'''
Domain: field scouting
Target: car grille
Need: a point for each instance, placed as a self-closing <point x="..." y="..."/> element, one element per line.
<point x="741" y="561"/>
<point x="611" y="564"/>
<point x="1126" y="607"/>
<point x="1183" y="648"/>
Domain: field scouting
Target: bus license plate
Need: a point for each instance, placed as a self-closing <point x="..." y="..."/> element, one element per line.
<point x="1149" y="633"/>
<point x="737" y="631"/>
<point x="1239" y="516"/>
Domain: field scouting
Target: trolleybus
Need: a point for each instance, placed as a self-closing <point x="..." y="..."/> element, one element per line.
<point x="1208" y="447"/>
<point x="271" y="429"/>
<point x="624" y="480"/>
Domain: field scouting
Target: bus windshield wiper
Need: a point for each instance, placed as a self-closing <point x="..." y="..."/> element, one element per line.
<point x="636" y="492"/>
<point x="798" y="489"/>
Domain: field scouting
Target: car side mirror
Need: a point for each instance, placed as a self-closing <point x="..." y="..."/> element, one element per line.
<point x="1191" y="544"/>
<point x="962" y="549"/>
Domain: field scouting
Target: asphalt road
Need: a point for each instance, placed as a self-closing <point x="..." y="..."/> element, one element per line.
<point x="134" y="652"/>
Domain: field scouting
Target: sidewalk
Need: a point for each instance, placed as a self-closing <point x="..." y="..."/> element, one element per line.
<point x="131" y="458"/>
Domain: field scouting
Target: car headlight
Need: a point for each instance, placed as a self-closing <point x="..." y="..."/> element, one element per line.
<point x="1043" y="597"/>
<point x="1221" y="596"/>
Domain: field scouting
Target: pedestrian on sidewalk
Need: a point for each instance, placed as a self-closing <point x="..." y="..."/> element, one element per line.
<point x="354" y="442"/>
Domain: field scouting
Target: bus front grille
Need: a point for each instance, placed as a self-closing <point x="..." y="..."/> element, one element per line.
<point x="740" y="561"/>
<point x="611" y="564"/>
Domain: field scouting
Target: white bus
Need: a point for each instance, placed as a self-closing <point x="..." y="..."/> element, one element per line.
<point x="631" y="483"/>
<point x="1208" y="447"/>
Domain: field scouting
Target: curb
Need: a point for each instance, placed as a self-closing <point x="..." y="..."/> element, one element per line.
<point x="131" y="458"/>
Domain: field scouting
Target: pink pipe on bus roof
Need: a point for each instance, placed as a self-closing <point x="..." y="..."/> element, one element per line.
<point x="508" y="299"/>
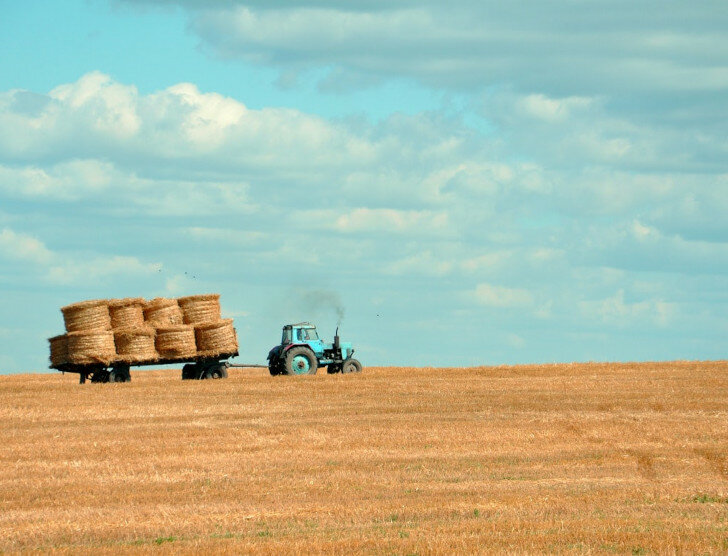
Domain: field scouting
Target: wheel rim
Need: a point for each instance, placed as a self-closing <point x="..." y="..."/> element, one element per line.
<point x="301" y="365"/>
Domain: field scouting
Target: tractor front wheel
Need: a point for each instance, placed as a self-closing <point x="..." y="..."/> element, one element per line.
<point x="300" y="361"/>
<point x="275" y="367"/>
<point x="351" y="366"/>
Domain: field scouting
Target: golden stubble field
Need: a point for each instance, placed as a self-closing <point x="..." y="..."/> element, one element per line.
<point x="560" y="458"/>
'''
■ Directive ■
Without the pictures, reproduce every line of the records above exactly.

■ Written solution ■
Domain: field scouting
Target: car grille
Need: a point for each instance, placed as a self-closing <point x="..." y="..."/> element, one element per line.
<point x="741" y="561"/>
<point x="611" y="564"/>
<point x="1126" y="607"/>
<point x="1183" y="648"/>
Domain: field scouting
Target: bus license plate
Need: a point for each instance, placed as a self-closing <point x="..." y="..."/> element, one element per line.
<point x="1149" y="633"/>
<point x="737" y="631"/>
<point x="1239" y="516"/>
Domain: field scouting
Target: trolleybus
Need: a point for each instance, placed as a self-closing <point x="..." y="..."/> element, one element per line.
<point x="1208" y="447"/>
<point x="271" y="429"/>
<point x="624" y="480"/>
Domain: field scouting
Target: bus windshield wiper
Need: a point for each instance, placed as a self-closing <point x="..." y="..."/> element, one element per line.
<point x="636" y="492"/>
<point x="798" y="489"/>
Domain: field scouting
Target: car side mirror
Need: a point for each instance, placed as a self-closing <point x="..." y="..."/> element, one element per line.
<point x="1191" y="544"/>
<point x="962" y="549"/>
Domain: field scouting
Target: asphalt road
Need: a point for each instance, placed as a self-closing <point x="..." y="..."/> element, one element per line.
<point x="134" y="652"/>
Domain: field scouting
Target: sidewalk
Need: a point for each instance, placed as a self-closing <point x="..." y="..."/> element, one element per line.
<point x="131" y="458"/>
Domain: field scouting
Target: car headlight
Need: a point for each instance, placed as a self-closing <point x="..." y="..."/> element, one element per line.
<point x="1043" y="597"/>
<point x="1221" y="596"/>
Domain: field scouting
Target: pedestrian on sidewalk
Need: a point for each instance, placed as a self-closing <point x="..." y="..."/> element, one element per line.
<point x="354" y="442"/>
Domain: field scouting
Target: bus front grille
Need: a point for each instance, placed as a self-closing <point x="..." y="..."/> element, one element per line.
<point x="740" y="561"/>
<point x="611" y="564"/>
Domain: field scouting
Target: white bus
Need: a point for each instance, placed as a self-closing <point x="..." y="..."/> element, one element per line.
<point x="631" y="483"/>
<point x="1208" y="447"/>
Domain: field scouting
Target: curb
Need: a point for each instance, placed as a self-closing <point x="..." y="..."/> element, one element per line.
<point x="131" y="458"/>
Domain: field scouting
Target: pink pipe on bus roof
Need: a point for each instance, placed as a self-closing <point x="..." y="..."/> element, one element per line.
<point x="508" y="299"/>
Domain: field scouting
Target: wheel rim
Need: a point for each instance, placed as a self-closing <point x="..." y="..."/> element, one element per line.
<point x="301" y="365"/>
Domain: field scouting
Target: tractor front wheel
Need: a point for each instance, placed as a self-closing <point x="..." y="..."/> element, one element per line.
<point x="300" y="361"/>
<point x="275" y="367"/>
<point x="351" y="366"/>
Domain: field scouting
Target: golden stubble field
Need: a point for each instance, placed as a self-closing <point x="..." y="..."/> element, one element per line.
<point x="560" y="458"/>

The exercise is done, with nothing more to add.